>>>>>

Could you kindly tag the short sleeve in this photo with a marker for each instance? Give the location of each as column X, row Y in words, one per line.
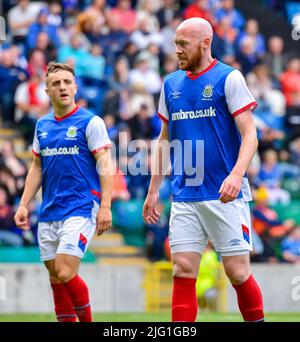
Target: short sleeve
column 162, row 106
column 96, row 135
column 36, row 144
column 238, row 95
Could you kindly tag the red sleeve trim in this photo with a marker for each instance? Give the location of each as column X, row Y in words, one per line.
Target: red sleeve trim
column 35, row 153
column 101, row 148
column 162, row 118
column 96, row 193
column 251, row 105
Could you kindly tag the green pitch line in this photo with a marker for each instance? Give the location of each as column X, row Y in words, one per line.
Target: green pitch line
column 150, row 317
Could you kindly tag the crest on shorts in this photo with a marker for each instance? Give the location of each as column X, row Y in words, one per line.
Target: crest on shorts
column 208, row 91
column 72, row 132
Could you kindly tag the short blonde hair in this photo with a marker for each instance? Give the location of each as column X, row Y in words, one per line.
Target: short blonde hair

<<<<<

- _WORK TO DO_
Rewrite all of the lines above as a JSON list of strings, one string per line, with blank lines skipped and the picture left out.

- _SOLVED EXERCISE_
[
  "Could you kindly tag the short sleeve in this photo with a marker for each instance? Give the location of each as column X, row Y in words, one per line.",
  "Target: short sleeve",
  "column 162, row 106",
  "column 96, row 135",
  "column 36, row 144",
  "column 238, row 95",
  "Could you kindly tag the red sleeve trim in this photo with a marker for each instance? Give the location of each as column X, row Y in words, one per line.",
  "Target: red sleeve trim",
  "column 35, row 153",
  "column 101, row 148",
  "column 162, row 118",
  "column 96, row 193",
  "column 251, row 105",
  "Could you kindly tag the green pitch line in this photo with a marker for each instance? Give the location of each as column X, row Y in words, one per line.",
  "Target: green pitch line",
  "column 150, row 317",
  "Could you kindly tag the crest on shorts in this photo with a marker for each instance? Give the location of each as column X, row Y in words, one per line.",
  "Target: crest on shorts",
  "column 208, row 91",
  "column 72, row 132",
  "Could you kindly tag the short blonde hair in this photo with a marker for each instance? Give the location of each as column X, row Y in words, one per line.",
  "Target: short blonde hair"
]